Stated problem ▸ Copy every one of the rows below word for word, without changing or leaving out anything.
─── Information supplied
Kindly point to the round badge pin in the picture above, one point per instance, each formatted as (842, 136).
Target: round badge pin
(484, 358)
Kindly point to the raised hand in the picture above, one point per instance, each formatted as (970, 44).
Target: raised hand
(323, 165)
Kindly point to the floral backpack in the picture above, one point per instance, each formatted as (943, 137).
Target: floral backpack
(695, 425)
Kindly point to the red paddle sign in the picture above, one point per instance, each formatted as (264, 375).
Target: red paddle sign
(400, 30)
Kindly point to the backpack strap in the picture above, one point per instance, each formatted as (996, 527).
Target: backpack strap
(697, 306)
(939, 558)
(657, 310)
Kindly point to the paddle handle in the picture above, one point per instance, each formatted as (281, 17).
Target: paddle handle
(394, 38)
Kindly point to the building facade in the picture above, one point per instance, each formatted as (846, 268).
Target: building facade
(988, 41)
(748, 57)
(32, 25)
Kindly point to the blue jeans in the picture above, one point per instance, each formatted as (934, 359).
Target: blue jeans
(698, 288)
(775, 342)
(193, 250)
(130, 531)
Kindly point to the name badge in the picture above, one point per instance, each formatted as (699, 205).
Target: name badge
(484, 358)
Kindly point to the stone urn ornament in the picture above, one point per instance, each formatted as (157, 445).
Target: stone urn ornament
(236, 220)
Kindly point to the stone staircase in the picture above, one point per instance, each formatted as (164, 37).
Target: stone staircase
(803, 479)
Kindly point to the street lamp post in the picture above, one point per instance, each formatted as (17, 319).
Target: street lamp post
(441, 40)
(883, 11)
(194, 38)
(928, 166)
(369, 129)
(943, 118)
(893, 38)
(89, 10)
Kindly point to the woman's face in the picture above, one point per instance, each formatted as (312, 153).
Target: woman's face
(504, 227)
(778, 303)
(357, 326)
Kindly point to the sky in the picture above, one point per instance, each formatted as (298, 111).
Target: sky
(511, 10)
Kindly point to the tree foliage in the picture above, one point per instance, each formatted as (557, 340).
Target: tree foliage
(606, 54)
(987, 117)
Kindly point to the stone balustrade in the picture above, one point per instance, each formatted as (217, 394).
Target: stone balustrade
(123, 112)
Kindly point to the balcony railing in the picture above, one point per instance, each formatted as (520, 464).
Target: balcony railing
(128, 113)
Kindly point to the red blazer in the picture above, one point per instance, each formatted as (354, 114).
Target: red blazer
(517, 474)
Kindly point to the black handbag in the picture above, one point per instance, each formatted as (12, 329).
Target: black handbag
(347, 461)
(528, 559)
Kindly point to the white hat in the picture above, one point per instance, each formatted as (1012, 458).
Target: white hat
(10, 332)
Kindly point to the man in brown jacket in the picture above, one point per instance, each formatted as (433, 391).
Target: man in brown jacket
──────
Correct answer ▸
Kindly point to the round badge pin in the picture above, one point per instance, each formatted as (842, 136).
Target: round badge pin
(484, 358)
Kindly point to the raised hand in the picture above, one point per instance, each formatted as (970, 44).
Target: raised hand
(323, 165)
Kindly point to the floral backpack in the picture above, one point per instance, each formatted as (943, 137).
Target: floral backpack
(695, 425)
Kindly point to the red paddle sign in the picture above, one point per instance, each formatted as (264, 375).
Target: red paddle sign
(400, 30)
Kindly point to the backpack strap in the picture above, one point per instance, each formatted as (996, 527).
Target: backpack strap
(697, 306)
(939, 558)
(657, 310)
Kindly point to the paddle handle in the picture above, one point per instance, each formatted as (281, 17).
Target: paddle handle
(394, 38)
Kindly point to the building facade in the picture above, one point per instance, each formatted as (846, 268).
Target: building facade
(988, 41)
(748, 57)
(32, 25)
Kindly point to the blue jeans in the picture above, one point per instance, each formatted as (934, 359).
Target: blue jeans
(698, 288)
(775, 342)
(193, 250)
(130, 531)
Kindly point to the name badge in the picture above, one point per instance, each formatted as (699, 205).
Target: name badge
(484, 358)
Kindly point to the stone urn ornament in the picture above, one point per instance, each formatted as (157, 445).
Target: stone urn ornament
(236, 220)
Kindly point to the stone staircase in the picture above, one point per instance, each formatted as (164, 37).
Target: stone staircase
(803, 479)
Kindly point to the street lamp post in the picture above, one point per instance, each formatted as (17, 319).
Target: street lamp post
(441, 40)
(883, 11)
(194, 38)
(928, 166)
(369, 129)
(943, 118)
(893, 38)
(89, 10)
Kindly point to the woman's face in the picture above, one point per instance, each formatted as (312, 153).
Target: woman's face
(504, 227)
(778, 303)
(357, 326)
Kindly point to the sky in the picture above, one point per instance, each formatted as (298, 111).
Target: sky
(511, 10)
Kindly point to the tree foliage in the picture above, one point per instance, each formatted as (557, 340).
Target: tree foliage
(606, 54)
(987, 117)
Kindly point to the stone balustrade in the picture above, one point per instance, each formatted as (217, 394).
Target: stone balustrade
(123, 112)
Kindly point to the balcony railing in the picture above, one point per instance, each formatted as (520, 464).
Target: balcony railing
(128, 113)
Kindly point to the red blazer in the picture above, one point per instance, each formatted as (354, 114).
Target: red blazer
(517, 474)
Kindly point to the black handbag in the picture above, one point per instance, each formatted as (12, 329).
Target: black handbag
(347, 461)
(528, 559)
Kindly point to the white hat in the picture above, one point per instance, each formatted as (1012, 458).
Target: white hat
(10, 332)
Kindly point to the man in brown jacket in the picture above, one point per instance, each formatted as (433, 391).
Target: man in brown jacket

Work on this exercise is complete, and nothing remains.